DATA TO PROCESS>
....

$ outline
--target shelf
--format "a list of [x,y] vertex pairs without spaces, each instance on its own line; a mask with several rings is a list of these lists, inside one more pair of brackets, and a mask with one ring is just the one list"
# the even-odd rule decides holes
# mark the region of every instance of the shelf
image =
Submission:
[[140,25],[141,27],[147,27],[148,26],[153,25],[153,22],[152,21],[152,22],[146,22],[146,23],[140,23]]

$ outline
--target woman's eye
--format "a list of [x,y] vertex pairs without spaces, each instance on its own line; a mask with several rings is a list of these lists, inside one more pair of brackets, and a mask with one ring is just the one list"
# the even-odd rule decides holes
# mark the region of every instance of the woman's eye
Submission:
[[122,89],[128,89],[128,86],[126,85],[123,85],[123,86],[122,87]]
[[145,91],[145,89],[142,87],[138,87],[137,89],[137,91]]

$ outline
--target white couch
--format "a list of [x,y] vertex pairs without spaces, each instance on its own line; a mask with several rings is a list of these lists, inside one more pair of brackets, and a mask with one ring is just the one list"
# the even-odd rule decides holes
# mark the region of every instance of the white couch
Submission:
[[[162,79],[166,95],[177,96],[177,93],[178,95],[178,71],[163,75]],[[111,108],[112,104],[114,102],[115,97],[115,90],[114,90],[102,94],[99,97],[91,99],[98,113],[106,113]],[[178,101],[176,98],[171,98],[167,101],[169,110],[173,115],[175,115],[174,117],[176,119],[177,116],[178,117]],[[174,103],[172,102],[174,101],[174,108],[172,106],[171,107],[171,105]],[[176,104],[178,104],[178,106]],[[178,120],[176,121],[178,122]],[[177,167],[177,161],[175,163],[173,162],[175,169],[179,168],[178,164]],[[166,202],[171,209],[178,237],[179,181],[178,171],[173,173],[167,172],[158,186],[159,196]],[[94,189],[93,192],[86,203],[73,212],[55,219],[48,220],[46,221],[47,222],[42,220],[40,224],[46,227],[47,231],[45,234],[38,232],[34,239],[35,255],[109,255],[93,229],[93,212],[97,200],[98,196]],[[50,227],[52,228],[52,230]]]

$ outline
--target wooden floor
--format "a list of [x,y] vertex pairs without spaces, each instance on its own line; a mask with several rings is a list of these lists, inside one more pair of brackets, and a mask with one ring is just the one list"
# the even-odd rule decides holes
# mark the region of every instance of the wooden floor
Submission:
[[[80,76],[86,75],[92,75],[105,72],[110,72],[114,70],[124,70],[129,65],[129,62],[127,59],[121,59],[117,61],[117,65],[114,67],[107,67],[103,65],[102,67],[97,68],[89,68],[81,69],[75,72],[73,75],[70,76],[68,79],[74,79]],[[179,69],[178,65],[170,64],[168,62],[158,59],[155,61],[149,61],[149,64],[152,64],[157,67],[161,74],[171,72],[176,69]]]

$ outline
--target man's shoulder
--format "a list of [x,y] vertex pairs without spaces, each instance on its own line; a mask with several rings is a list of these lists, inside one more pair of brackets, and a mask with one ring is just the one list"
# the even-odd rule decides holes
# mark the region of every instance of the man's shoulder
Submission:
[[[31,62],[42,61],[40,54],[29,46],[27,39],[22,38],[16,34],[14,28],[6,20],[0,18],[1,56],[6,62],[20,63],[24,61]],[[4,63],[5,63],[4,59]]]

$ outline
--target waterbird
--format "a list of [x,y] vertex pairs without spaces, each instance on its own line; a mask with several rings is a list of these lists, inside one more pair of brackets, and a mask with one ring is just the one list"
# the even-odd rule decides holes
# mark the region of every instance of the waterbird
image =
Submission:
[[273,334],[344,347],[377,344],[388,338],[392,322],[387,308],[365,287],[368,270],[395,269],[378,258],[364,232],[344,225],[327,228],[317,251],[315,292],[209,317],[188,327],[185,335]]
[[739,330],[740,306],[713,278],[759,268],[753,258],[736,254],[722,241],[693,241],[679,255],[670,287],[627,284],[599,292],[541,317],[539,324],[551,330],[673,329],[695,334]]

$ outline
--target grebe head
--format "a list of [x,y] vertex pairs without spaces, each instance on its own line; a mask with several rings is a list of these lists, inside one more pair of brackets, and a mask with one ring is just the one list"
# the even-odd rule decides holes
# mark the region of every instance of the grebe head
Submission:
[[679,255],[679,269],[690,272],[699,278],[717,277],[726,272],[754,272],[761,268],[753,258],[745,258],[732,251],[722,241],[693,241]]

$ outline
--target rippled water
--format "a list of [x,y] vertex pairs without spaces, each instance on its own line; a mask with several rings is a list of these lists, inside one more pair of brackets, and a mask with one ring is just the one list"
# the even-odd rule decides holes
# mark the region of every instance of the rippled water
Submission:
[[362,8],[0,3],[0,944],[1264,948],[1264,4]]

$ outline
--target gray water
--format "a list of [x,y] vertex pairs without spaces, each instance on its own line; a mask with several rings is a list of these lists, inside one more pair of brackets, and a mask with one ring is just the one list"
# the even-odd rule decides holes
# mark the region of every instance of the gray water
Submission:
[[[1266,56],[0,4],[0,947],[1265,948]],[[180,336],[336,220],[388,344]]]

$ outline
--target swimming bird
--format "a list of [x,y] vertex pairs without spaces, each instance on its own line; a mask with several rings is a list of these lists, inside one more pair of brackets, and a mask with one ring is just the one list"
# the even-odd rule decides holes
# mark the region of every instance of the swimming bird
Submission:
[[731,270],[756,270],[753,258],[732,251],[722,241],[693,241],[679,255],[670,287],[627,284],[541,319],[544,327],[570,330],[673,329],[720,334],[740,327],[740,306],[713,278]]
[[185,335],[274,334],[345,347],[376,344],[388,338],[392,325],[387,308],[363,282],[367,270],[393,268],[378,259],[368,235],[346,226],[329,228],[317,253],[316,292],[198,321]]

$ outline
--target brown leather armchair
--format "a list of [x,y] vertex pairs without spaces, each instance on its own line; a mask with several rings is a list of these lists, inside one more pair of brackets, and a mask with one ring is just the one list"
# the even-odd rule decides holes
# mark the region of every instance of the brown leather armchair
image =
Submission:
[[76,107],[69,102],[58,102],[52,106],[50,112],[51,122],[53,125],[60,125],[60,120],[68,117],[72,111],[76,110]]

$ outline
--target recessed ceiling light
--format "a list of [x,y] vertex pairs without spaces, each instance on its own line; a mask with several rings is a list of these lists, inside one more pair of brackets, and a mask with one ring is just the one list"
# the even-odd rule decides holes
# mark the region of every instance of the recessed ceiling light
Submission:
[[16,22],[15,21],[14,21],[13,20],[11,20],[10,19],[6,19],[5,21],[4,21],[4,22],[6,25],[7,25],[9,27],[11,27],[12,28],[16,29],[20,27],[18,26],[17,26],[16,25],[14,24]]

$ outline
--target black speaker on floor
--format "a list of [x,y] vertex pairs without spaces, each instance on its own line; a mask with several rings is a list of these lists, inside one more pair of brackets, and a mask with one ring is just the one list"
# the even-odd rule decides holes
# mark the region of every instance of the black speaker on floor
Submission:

....

TASK DESCRIPTION>
Reproduce all of the rows above character for character, with nothing added, removed, or changed.

WORKED ANSWER>
$ outline
--target shelf
--format "a list of [x,y] vertex pairs without spaces, each instance on its own line; a mask with several rings is a list of these lists, inside one more pair of brackets, and a mask with one ring is just the one list"
# the even-odd rule decides holes
# mark the region of every instance of the shelf
image =
Submission:
[[140,25],[141,27],[147,27],[148,26],[153,25],[153,22],[152,21],[152,22],[146,22],[146,23],[140,23]]

$ outline
--target woman's eye
--format "a list of [x,y] vertex pairs without spaces, each instance on its own line; a mask with several rings is a list of these lists, inside one more pair of brackets, and a mask with one ring is just the one list"
# the even-odd rule decides holes
# mark the region of every instance of the woman's eye
Submission:
[[122,89],[128,89],[128,86],[126,85],[123,85],[123,86],[122,87]]
[[145,91],[145,89],[142,87],[138,87],[137,89],[137,91]]

$ outline
--target white couch
--format "a list of [x,y] vertex pairs without spaces, each instance on its own line; a mask with several rings is a list of these lists, inside one more pair of brackets, and a mask with one ring is just the one list"
# the even-odd rule decides holes
# mark the region of every instance of the white couch
Submission:
[[[162,79],[166,95],[177,96],[177,93],[178,95],[178,71],[163,75]],[[111,108],[112,104],[114,102],[115,97],[115,90],[114,90],[102,94],[99,97],[91,99],[98,113],[106,113]],[[178,101],[176,98],[171,98],[167,101],[169,110],[173,115],[175,115],[174,117],[176,119],[177,116],[178,117]],[[174,103],[172,102],[174,101],[174,108],[172,106],[171,107],[171,105]],[[176,104],[178,104],[178,106]],[[178,120],[176,121],[178,122]],[[177,167],[177,161],[175,163],[173,162],[175,169],[179,168],[178,164]],[[166,202],[171,209],[178,237],[179,181],[178,171],[173,173],[167,172],[158,186],[159,196]],[[94,189],[93,192],[86,203],[73,212],[55,219],[48,220],[46,221],[47,222],[42,220],[40,224],[46,227],[47,231],[45,234],[38,232],[34,239],[35,255],[109,255],[93,229],[93,212],[97,200],[98,196]],[[50,227],[52,228],[52,230]]]

$ outline
--target wooden floor
--format "a list of [x,y] vertex pairs without spaces, each instance on its own line; a mask with several rings is a list of these lists, inside one more pair of brackets, and a mask with one ring is just the one list"
# the even-odd rule decides holes
# mark the region of every instance of the wooden floor
Submission:
[[[80,76],[86,75],[92,75],[105,72],[110,72],[114,70],[124,70],[129,65],[129,62],[127,59],[121,59],[117,61],[117,65],[114,67],[107,67],[103,65],[102,67],[97,68],[89,68],[81,69],[75,72],[73,75],[70,76],[68,79],[74,79]],[[179,69],[178,65],[170,64],[168,62],[158,59],[155,61],[149,61],[149,64],[152,64],[157,67],[161,74],[171,72],[176,69]]]

$ outline
--target man's shoulder
--format "a list of [x,y] vertex pairs without spaces, each instance on its own line; a mask with several rings is a list of these lists, inside one more pair of brackets, and a mask with one ring is just the one list"
# the even-odd rule decides holes
# mark the region of every instance of the man's shoulder
Submission:
[[[31,62],[42,61],[40,54],[29,46],[27,39],[22,38],[16,34],[14,28],[6,20],[0,18],[1,56],[6,62],[20,63],[24,61]],[[4,63],[5,63],[4,59]]]

$ outline
--target waterbird
--format "a list of [x,y] vertex pairs without spaces, each instance on its own line; a mask with several rings is a list of these lists, inside one more pair of brackets, and a mask with one ring is just the one list"
# the even-odd rule decides holes
# mark the region of every instance of the waterbird
image =
Submission:
[[273,334],[344,347],[377,344],[388,338],[392,322],[387,308],[365,287],[368,270],[395,269],[378,258],[364,232],[344,225],[327,228],[317,251],[315,292],[209,317],[188,327],[185,335]]
[[739,330],[740,306],[713,278],[759,268],[753,258],[736,254],[722,241],[693,241],[679,255],[670,287],[627,284],[599,292],[541,317],[539,324],[551,330],[673,329],[695,334]]

$ outline
--target grebe head
--format "a list of [x,y] vertex pairs without spaces, each instance on its own line; a mask with several rings is a list of these lists, inside one more pair of brackets, and a mask with one ring is just the one list"
# the even-odd rule decides holes
# mark the region of every instance of the grebe head
Submission:
[[679,255],[679,269],[690,272],[699,278],[717,277],[726,272],[754,272],[761,268],[753,258],[745,258],[732,251],[722,241],[693,241]]

$ outline
--target rippled water
--format "a list of [x,y] vertex pairs without spaces, each instance on its own line; a mask with several rings is a list of these lists, inside one more pair of brackets, and a mask with one ring is just the one list"
# the even-odd rule decides holes
# mark the region of every instance of the rippled water
Submission:
[[362,8],[0,3],[0,944],[1264,948],[1264,4]]

$ outline
--target gray water
--format "a list of [x,y] vertex pairs without spaces, each instance on its own line; a mask with several rings is a list of these lists, inside one more pair of brackets, and a mask with one ring is just the one list"
# the even-odd rule decides holes
# mark the region of every instance of the gray water
Submission:
[[[1266,56],[0,4],[0,947],[1265,948]],[[180,336],[336,220],[388,344]]]

$ outline
--target swimming bird
--format "a list of [x,y] vertex pairs without spaces, each instance on its own line; a mask with several rings is a list of these lists, inside one more pair of brackets, and a mask with one ring is just the one list"
# the even-odd rule decides holes
# mark the region of every instance of the swimming bird
Submission:
[[731,270],[756,270],[753,258],[732,251],[722,241],[693,241],[679,255],[670,287],[627,284],[541,319],[544,327],[570,330],[673,329],[720,334],[740,327],[740,306],[713,278]]
[[185,335],[274,334],[345,347],[376,344],[388,338],[392,325],[387,308],[363,282],[367,270],[393,268],[378,259],[368,235],[346,226],[329,228],[317,253],[316,292],[198,321]]

$ outline
--target brown leather armchair
--format "a list of [x,y] vertex pairs without spaces, each instance on its own line; a mask with several rings is a list of these lists, inside one more pair of brackets, and a mask with one ring is just the one list"
# the even-odd rule decides holes
# mark the region of every instance of the brown leather armchair
image =
Submission:
[[76,107],[69,102],[58,102],[52,106],[50,112],[51,122],[53,125],[60,125],[60,120],[68,117],[72,111],[76,110]]

$ outline
--target recessed ceiling light
--format "a list of [x,y] vertex pairs without spaces, each instance on its own line; a mask with several rings is a list of these lists, inside one more pair of brackets, and a mask with one ring is just the one list"
# the even-odd rule decides holes
# mark the region of every instance of the recessed ceiling light
Submission:
[[16,22],[15,21],[14,21],[13,20],[11,20],[10,19],[6,19],[5,21],[4,21],[4,22],[6,25],[7,25],[9,27],[11,27],[12,28],[16,29],[20,27],[18,26],[17,26],[16,25],[14,24]]

$ outline
--target black speaker on floor
--format "a list of [x,y] vertex pairs without spaces, each instance on its own line; a mask with several rings is a list of these lists, inside one more pair of brackets, and a mask with one ring is just the one list"
# the even-odd rule decides holes
# mark the region of every instance of the black speaker on floor
Submission:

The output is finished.